-- start --
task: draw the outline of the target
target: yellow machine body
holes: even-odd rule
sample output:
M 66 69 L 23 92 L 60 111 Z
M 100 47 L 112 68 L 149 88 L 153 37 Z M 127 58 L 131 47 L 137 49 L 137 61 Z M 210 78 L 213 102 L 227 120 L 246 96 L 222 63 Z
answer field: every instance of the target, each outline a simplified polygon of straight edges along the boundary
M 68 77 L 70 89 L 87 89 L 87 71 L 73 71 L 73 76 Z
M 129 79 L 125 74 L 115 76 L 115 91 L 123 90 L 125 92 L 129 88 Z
-- end --
- **What to do**
Format every line of the records above as a JSON list of strings, one string per line, leaving out any blank lines.

- **In response**
[
  "task: draw the outline of the target",
  "target: yellow machine body",
  "holes: even-odd rule",
  "sample output:",
  "M 66 69 L 23 92 L 60 111 Z",
  "M 100 47 L 112 68 L 149 88 L 153 37 Z M 127 58 L 131 47 L 137 49 L 137 61 Z M 210 78 L 213 102 L 227 120 L 246 96 L 222 63 Z",
  "answer field: every instance of the target, each outline a simplified polygon of straight edges along the boundary",
  "M 68 77 L 70 89 L 87 89 L 87 71 L 73 71 L 73 76 Z",
  "M 129 79 L 125 74 L 115 76 L 115 91 L 123 90 L 125 92 L 129 88 Z"
]